| Task details |
Copy exactly the stretch of data below from the line with "of the stone" through the line with "of house, a", including both of those lines.

*** Opening of Material supplied ***

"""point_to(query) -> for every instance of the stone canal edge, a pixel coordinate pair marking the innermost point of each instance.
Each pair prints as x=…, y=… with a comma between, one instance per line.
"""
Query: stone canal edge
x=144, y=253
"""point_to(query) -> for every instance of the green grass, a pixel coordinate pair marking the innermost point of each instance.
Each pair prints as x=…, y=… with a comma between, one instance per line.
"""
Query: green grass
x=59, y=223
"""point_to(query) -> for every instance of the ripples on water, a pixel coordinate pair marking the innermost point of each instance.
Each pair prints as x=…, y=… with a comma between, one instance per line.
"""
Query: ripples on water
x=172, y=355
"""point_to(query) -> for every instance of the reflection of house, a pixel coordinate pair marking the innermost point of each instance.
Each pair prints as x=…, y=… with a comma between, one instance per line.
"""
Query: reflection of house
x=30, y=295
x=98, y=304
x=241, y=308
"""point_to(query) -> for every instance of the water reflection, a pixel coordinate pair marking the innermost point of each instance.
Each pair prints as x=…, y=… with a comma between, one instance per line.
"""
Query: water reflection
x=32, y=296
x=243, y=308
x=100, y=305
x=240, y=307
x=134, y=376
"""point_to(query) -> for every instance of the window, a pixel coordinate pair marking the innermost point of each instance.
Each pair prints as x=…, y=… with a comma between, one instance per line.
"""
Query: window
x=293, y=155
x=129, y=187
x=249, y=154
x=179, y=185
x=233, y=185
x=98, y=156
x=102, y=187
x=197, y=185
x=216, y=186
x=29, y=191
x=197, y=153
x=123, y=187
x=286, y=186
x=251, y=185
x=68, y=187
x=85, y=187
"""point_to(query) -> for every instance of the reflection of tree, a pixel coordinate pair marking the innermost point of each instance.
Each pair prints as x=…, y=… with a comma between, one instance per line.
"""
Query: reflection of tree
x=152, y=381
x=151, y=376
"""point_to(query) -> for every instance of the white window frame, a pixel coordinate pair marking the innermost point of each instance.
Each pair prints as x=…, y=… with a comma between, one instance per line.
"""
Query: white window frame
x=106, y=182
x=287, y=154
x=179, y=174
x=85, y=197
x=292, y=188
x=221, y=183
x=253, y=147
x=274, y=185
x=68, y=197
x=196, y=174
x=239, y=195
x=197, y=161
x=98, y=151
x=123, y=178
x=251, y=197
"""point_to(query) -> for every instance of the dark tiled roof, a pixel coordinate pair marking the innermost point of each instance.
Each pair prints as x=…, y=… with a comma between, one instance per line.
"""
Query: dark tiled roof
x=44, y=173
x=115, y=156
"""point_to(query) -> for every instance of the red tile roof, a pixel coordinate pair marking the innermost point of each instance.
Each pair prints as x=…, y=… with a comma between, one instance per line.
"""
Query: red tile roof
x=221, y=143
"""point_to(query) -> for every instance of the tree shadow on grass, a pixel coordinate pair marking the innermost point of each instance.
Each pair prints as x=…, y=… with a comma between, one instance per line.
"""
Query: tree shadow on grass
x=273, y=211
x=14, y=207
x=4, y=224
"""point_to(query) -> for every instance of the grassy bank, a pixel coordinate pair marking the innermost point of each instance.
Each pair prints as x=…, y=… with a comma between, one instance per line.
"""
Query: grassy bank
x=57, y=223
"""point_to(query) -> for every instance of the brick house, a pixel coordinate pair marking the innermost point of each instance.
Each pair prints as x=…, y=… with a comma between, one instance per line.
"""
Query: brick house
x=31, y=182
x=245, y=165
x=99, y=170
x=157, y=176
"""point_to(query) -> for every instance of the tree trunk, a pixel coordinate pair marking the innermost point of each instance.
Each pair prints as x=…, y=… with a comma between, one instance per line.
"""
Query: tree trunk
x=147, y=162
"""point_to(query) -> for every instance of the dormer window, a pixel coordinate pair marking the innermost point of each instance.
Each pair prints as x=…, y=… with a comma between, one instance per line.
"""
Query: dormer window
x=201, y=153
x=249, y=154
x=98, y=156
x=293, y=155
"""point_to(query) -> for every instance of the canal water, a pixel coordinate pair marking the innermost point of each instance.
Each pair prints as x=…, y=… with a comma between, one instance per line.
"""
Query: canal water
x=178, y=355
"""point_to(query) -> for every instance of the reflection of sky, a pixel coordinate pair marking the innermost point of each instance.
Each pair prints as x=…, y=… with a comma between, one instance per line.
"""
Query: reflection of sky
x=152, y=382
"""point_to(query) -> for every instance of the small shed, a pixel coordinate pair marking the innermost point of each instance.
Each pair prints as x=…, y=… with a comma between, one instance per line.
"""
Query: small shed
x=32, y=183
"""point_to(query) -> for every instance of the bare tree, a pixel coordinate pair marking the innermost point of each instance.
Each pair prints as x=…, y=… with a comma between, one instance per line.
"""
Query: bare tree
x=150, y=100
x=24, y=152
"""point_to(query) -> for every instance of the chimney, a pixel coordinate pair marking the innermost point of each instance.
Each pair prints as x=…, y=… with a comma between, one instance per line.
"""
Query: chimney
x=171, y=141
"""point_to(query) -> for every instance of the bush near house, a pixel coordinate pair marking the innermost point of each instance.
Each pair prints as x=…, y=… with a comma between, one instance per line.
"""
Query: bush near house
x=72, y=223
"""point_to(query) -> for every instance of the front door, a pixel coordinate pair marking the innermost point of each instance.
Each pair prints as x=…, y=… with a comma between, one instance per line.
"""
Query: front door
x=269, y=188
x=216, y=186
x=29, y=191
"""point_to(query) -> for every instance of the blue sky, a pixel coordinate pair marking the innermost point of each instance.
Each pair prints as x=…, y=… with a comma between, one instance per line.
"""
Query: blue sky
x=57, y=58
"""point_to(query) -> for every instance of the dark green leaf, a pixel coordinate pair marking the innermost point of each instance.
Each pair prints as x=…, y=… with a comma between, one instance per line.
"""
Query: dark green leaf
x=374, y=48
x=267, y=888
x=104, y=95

*** Close of Material supplied ***
*** Opening of Material supplied ***

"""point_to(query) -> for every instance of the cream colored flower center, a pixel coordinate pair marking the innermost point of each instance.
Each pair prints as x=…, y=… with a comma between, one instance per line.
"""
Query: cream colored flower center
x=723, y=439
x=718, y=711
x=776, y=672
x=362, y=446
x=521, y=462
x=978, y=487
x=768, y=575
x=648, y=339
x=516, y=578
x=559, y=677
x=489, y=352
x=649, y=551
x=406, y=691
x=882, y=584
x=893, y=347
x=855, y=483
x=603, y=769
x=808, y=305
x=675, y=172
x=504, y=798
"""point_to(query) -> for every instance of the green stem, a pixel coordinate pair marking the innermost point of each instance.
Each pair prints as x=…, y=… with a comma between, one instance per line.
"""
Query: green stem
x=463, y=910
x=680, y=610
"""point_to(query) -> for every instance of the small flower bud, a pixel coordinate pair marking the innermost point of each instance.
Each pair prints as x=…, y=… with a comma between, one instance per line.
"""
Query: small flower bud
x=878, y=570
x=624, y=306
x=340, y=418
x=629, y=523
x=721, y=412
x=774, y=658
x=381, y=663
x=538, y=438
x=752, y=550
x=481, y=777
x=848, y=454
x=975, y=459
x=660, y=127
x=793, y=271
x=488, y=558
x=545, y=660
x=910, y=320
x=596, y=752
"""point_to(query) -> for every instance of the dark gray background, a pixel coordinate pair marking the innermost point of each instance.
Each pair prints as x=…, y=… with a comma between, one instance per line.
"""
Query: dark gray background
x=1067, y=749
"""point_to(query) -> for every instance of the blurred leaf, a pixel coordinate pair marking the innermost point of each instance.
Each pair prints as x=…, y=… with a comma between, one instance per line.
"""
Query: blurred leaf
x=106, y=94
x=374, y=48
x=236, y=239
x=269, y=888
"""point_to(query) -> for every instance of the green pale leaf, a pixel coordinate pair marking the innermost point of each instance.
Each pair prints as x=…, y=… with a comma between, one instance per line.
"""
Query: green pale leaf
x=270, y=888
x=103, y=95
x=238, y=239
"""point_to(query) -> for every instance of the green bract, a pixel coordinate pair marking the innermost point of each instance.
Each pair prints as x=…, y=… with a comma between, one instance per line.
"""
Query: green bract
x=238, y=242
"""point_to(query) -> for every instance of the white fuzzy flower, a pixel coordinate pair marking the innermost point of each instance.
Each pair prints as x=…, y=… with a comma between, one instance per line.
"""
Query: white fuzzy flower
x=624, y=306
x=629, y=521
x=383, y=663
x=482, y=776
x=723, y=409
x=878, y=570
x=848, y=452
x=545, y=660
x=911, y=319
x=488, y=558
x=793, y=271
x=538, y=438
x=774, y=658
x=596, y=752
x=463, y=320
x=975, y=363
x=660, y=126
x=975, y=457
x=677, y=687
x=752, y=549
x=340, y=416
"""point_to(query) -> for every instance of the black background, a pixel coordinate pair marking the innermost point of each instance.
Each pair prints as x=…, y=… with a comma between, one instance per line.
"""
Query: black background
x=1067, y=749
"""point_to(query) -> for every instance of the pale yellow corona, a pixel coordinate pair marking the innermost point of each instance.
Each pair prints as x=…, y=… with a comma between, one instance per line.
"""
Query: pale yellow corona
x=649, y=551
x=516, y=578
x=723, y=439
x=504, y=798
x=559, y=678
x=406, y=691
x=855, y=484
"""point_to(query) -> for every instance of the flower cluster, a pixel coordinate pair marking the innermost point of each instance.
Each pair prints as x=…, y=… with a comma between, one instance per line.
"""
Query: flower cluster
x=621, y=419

*** Close of Material supplied ***
*** Opening of Material supplied ***

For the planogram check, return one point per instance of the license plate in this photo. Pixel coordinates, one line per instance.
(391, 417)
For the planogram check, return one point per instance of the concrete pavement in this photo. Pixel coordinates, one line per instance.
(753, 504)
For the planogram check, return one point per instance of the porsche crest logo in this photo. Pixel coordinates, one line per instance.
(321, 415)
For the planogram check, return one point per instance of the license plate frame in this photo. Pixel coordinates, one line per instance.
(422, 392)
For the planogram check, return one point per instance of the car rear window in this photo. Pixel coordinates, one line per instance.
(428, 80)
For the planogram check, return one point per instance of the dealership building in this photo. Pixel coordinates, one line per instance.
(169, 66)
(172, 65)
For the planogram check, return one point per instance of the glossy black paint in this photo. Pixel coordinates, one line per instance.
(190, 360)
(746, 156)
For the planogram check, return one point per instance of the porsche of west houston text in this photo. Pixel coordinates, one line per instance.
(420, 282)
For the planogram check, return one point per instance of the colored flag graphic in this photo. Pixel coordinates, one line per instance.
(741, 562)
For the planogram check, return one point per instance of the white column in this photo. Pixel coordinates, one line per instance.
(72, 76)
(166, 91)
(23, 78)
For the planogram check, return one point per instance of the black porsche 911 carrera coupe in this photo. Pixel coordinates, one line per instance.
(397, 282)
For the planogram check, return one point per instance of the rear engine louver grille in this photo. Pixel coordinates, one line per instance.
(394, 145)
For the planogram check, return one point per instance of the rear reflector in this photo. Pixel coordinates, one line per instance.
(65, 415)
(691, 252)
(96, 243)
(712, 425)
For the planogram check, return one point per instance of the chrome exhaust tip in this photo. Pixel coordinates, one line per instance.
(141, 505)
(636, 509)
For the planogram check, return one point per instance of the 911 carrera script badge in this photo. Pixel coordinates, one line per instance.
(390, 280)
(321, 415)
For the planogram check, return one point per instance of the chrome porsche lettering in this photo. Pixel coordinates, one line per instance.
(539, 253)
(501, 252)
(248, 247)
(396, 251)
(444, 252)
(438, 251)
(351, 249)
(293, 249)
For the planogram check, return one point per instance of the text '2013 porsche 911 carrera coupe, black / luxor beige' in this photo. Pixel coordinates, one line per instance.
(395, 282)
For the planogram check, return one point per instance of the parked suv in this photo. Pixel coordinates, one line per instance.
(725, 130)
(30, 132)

*** Close of Material supplied ***

| Response area |
"""point_to(query) -> for every instance of the stone canal edge, a pixel coordinate pair marking the innermost point of each instance.
Each pair prints as x=…, y=… with a comma between, one instance per line.
"""
Query: stone canal edge
x=144, y=253
"""point_to(query) -> for every instance of the green grass, a pixel coordinate pair marking the innermost point of each instance.
Each pair prints as x=…, y=… with a comma between, one instance per line.
"""
Query: green grass
x=59, y=223
"""point_to(query) -> for every instance of the ripples on water, a pixel coordinate pair marking the innermost point of each instance.
Each pair prints as x=…, y=… with a comma between, one instance per line.
"""
Query: ripples on water
x=172, y=355
"""point_to(query) -> for every instance of the reflection of house, a pixel coordinate pair marking the innermost point of each instance.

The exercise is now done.